━━━━━ Extract ━━━━━

Integration by Parts
Integration by parts method is used when we want to integrate the product of two functions. When finding the derivative of the product of two functions we use the product rule, and since the integral is the reverse of derivative then integration by parts is the reverse of the product rule.
Let’s explain this step by step
If we have two differentiable functions $ \displaystyle u(x)$ and $ \displaystyle v(x)$ and we want to find the derivative of their product we use the product rule:
$\displaystyle (u\cdot v{)}’=u\cdot {v}’+v\cdot {u}’$ or written like $ \displaystyle d(uv)=udv+vdu$
By rearranging this rule we can write:
$ \displaystyle udv=d(uv)-vdu$
By integrating both sides we get:
$ \displaystyle \int{{udv=\int{{d(uv)-\int{{vdu}}}}}}$
Simplifying, we get the integration by part formula:
$ \displaystyle \int{{udv=uv-\int{{vdu}}}}$
This formula helps us to turn a complicated integral into a simple one. The only thing we should be careful and choose wisely is ‘u’ and ‘dv’.
When should you choose ‘u’?
There are some common expressions when you should always choose that as ‘u’.
Inverse trigonometric Functions:
$ \displaystyle \arcsin x,\arccos x,\arctan x………$
Logarithmic Functions:
$ \displaystyle \log x,\ln x,{{\log }_{2}}2x,….{{\log }_{a}}nx$
Algebraic Functions:
$ \displaystyle x,{{x}^{2}},{{x}^{3}},5{{x}^{4}},….,a{{x}^{n}}$
Trigonometric Functions:
$ \displaystyle \sin x,\cos x,\tan x……..\sin nx,\cos nx$
Exponential Functions:
$ \displaystyle {{e}^{x}},{{e}^{{3x}}}{{,3}^{{-2x}}},……,{{e}^{{nx}}},{{a}^{{nx}}}$
This list is written from the top to the least priority.
Example 1: Find the integral $ \displaystyle \int{x}{{e}^{{2x}}}dx$?
In this kind of expression we should always remember that the power of x has a priority over the exponential expression.
So let’s note $ \displaystyle u=x$ than $ \displaystyle du=dx$
What’s left would be dv, so $ \displaystyle dv={{e}^{{2x}}}dx$
Integrating it we obtain v:
$ \displaystyle \int{{dv}}=\int{{{{e}^{{2x}}}}}dx$
$ \displaystyle v=\frac{1}{2}{{e}^{{2x}}}$
Now we substitute them into the integration by parts formula:
$ \displaystyle \int{{udv=uv-\int{{vdu}}}}$
$ \displaystyle \int{x}{{e}^{{2x}}}dx=x\cdot \frac{1}{2}{{e}^{{2x}}}-\int{{\frac{1}{2}{{e}^{{2x}}}dx}}$
Then try to find the integral:
$ \displaystyle \int{x}{{e}^{{2x}}}dx=\frac{1}{2}x{{e}^{{2x}}}-\frac{1}{2}\int{{{{e}^{{2x}}}dx}}$
$ \displaystyle \int{x}{{e}^{{2x}}}dx=\frac{1}{2}x{{e}^{{2x}}}-\frac{1}{4}{{e}^{{2x}}}+C$
$ \displaystyle \int{x}{{e}^{{2x}}}dx=\frac{1}{2}{{e}^{{2x}}}(x-\frac{1}{2})+C$
Note! When choosing u we should choose the one that makes du/dx on a simpler form than u.

━━━━━

» What you should do
Reproduce the stretch of the integration by parts text from "So let’s note" through "form than u.", word for word.

━━━━━ Records shown ━━━━━

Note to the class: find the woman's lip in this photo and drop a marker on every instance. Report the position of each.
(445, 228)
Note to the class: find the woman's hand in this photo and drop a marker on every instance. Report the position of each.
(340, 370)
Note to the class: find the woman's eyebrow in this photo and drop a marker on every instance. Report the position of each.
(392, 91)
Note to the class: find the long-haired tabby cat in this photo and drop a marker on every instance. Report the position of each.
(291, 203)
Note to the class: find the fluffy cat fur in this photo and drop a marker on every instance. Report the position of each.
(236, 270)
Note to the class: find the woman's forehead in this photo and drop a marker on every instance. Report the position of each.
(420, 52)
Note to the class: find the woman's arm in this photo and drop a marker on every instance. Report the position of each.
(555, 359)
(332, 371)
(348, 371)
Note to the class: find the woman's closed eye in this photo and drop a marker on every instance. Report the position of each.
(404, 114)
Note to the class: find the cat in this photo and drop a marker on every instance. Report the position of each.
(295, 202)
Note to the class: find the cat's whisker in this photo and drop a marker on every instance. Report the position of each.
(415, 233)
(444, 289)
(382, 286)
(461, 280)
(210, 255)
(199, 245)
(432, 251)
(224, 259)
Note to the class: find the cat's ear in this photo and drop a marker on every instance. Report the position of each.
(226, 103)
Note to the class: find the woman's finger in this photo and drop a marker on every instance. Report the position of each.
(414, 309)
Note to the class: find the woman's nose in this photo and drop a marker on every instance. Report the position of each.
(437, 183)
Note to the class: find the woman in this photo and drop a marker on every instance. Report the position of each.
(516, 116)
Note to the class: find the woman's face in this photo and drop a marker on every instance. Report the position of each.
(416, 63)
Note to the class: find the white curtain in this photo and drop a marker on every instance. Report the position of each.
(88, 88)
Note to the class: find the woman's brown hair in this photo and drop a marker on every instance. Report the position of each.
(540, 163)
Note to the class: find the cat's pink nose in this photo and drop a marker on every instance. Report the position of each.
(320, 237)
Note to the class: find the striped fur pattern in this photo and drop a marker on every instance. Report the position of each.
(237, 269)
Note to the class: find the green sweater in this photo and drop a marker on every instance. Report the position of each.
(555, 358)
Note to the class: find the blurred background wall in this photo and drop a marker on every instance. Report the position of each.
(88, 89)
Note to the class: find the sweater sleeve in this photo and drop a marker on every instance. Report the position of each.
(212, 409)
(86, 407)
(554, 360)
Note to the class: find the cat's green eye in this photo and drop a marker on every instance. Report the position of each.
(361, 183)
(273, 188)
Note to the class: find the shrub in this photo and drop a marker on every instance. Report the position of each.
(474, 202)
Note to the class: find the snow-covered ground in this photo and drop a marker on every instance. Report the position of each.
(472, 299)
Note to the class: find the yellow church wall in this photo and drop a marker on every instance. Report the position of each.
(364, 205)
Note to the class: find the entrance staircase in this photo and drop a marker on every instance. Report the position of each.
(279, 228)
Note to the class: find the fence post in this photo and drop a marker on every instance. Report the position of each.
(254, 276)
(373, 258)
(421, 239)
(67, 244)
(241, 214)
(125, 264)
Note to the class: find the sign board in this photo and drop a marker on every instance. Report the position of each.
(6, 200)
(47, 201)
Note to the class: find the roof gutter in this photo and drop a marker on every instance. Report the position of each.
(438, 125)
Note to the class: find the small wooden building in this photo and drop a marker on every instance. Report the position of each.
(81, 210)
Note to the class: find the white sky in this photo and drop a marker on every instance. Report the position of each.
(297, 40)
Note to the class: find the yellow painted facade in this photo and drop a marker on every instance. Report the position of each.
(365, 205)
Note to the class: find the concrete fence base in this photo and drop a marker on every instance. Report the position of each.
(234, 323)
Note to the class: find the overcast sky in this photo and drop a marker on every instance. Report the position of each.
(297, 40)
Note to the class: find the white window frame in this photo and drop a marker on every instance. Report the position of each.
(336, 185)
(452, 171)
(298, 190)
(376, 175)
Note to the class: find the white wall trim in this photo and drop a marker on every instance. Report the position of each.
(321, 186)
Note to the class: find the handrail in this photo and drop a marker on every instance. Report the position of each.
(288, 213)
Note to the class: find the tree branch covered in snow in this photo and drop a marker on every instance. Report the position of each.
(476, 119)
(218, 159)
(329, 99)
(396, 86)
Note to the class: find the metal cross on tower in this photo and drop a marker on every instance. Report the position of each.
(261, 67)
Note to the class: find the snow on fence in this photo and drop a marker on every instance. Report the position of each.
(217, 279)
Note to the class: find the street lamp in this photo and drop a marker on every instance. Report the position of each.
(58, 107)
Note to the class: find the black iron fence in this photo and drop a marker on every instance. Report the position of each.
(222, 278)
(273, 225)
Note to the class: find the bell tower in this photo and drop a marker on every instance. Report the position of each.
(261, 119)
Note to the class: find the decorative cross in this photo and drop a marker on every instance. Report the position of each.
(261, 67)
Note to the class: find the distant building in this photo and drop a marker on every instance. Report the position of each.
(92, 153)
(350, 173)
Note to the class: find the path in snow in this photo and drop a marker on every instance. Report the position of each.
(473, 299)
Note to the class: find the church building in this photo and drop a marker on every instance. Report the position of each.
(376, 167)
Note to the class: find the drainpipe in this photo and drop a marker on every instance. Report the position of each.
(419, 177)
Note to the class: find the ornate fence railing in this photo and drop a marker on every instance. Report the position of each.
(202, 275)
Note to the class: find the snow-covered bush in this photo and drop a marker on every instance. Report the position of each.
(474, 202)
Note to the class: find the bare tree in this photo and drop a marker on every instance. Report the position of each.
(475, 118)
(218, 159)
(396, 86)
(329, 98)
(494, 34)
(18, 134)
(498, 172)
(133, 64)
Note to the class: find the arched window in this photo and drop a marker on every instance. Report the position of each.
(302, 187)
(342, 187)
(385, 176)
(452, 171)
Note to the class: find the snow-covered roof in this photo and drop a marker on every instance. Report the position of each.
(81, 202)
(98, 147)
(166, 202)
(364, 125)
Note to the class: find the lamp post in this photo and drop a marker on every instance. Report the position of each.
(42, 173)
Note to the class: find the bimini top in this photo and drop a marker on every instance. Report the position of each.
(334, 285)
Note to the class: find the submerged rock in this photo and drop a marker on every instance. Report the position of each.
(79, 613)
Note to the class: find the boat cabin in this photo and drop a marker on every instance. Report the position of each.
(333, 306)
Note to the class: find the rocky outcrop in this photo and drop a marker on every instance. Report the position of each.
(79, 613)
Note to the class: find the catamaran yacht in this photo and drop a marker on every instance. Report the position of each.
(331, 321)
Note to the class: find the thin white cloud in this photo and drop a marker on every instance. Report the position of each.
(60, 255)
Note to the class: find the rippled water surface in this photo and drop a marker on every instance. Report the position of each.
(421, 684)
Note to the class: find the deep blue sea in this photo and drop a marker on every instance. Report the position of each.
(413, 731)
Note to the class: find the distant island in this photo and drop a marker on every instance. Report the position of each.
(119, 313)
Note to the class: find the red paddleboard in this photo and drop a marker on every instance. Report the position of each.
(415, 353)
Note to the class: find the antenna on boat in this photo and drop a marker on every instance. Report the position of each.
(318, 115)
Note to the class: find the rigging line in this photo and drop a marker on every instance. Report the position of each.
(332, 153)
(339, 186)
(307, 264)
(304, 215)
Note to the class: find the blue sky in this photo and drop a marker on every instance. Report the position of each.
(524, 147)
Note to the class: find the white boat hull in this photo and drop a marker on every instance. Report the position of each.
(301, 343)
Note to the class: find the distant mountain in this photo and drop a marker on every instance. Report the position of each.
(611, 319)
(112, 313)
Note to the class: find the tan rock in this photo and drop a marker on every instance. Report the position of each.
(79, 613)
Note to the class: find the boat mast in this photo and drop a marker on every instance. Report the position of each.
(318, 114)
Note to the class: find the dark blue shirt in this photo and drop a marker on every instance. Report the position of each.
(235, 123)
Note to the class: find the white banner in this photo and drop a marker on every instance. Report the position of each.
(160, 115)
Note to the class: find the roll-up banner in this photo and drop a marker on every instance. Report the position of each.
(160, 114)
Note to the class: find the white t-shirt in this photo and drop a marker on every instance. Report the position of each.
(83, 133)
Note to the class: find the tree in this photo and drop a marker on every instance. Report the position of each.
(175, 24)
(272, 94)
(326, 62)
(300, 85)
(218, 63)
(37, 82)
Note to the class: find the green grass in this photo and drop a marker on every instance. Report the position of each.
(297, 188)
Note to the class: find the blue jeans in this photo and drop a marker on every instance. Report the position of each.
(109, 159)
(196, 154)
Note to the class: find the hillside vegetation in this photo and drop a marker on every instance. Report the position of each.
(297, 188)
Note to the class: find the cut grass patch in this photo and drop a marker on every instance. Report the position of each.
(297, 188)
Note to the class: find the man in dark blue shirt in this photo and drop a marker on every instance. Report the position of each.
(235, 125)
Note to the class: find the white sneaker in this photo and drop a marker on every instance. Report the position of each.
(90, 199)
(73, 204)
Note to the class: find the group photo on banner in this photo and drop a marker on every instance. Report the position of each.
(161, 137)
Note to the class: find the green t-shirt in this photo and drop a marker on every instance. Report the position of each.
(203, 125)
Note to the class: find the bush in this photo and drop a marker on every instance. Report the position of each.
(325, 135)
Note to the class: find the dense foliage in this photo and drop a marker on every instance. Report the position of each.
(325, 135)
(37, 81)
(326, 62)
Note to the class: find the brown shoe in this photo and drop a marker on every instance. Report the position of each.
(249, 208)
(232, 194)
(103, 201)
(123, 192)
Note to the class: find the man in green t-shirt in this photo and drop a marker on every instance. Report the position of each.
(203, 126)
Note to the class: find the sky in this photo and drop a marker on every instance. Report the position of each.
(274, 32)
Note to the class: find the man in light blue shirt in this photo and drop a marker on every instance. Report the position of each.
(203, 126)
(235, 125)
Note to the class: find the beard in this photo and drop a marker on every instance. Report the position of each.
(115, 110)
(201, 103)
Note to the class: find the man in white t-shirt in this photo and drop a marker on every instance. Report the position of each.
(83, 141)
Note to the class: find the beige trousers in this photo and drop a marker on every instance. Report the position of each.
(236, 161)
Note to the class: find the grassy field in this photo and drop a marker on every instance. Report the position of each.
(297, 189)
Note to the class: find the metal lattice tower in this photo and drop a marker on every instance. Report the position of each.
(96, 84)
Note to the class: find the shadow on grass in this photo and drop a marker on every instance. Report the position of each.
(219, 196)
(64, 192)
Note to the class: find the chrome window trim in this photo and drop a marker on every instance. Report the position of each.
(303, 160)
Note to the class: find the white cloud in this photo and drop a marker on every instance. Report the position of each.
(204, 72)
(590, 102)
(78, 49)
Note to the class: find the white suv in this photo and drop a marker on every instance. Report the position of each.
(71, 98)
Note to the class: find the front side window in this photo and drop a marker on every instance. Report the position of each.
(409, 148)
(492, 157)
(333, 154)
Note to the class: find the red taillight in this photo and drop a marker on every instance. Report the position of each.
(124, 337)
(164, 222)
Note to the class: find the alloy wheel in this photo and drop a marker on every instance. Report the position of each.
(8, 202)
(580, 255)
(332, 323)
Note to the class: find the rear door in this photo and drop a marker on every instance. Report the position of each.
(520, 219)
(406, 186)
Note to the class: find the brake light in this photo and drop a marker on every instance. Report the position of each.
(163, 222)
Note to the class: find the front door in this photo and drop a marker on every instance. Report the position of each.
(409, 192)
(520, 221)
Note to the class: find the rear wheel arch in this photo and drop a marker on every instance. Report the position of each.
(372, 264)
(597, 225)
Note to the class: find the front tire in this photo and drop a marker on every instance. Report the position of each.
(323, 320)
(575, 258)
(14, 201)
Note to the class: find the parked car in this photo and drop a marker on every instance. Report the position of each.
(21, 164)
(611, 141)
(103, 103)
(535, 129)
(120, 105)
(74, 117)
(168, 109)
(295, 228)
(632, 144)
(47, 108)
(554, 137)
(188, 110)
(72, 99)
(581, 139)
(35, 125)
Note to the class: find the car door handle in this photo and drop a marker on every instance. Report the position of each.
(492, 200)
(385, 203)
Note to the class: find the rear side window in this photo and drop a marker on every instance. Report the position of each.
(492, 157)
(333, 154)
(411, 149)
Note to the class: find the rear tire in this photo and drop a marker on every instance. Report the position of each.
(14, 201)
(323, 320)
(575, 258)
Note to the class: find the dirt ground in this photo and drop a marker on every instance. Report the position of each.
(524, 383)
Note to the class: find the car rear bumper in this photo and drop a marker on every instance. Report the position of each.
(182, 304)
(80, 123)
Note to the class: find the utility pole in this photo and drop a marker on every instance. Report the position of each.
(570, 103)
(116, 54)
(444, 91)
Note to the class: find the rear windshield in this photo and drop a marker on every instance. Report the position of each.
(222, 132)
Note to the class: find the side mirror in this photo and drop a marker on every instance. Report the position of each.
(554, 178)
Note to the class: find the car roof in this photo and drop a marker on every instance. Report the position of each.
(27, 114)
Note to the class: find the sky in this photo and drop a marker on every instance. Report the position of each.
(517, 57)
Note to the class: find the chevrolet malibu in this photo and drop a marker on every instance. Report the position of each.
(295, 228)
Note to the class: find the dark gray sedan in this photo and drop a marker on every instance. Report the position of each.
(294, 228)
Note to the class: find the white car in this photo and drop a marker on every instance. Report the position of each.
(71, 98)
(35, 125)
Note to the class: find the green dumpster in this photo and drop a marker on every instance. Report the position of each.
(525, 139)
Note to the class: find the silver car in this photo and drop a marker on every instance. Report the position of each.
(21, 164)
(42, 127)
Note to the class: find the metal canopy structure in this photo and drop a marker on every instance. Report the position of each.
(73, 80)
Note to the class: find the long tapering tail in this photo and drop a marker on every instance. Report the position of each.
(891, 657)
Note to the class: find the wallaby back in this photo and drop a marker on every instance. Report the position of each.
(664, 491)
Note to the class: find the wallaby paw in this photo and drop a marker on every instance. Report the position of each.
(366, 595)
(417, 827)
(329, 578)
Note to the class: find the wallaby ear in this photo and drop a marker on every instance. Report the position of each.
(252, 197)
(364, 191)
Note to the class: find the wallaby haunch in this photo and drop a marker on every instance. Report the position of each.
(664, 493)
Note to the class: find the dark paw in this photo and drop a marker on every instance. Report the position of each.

━━━━━

» Result
So let’s note $ \displaystyle u=x$ than $ \displaystyle du=dx$
What’s left would be dv, so $ \displaystyle dv={{e}^{{2x}}}dx$
Integrating it we obtain v:
$ \displaystyle \int{{dv}}=\int{{{{e}^{{2x}}}}}dx$
$ \displaystyle v=\frac{1}{2}{{e}^{{2x}}}$
Now we substitute them into the integration by parts formula:
$ \displaystyle \int{{udv=uv-\int{{vdu}}}}$
$ \displaystyle \int{x}{{e}^{{2x}}}dx=x\cdot \frac{1}{2}{{e}^{{2x}}}-\int{{\frac{1}{2}{{e}^{{2x}}}dx}}$
Then try to find the integral:
$ \displaystyle \int{x}{{e}^{{2x}}}dx=\frac{1}{2}x{{e}^{{2x}}}-\frac{1}{2}\int{{{{e}^{{2x}}}dx}}$
$ \displaystyle \int{x}{{e}^{{2x}}}dx=\frac{1}{2}x{{e}^{{2x}}}-\frac{1}{4}{{e}^{{2x}}}+C$
$ \displaystyle \int{x}{{e}^{{2x}}}dx=\frac{1}{2}{{e}^{{2x}}}(x-\frac{1}{2})+C$
Note! When choosing u we should choose the one that makes du/dx on a simpler form than u.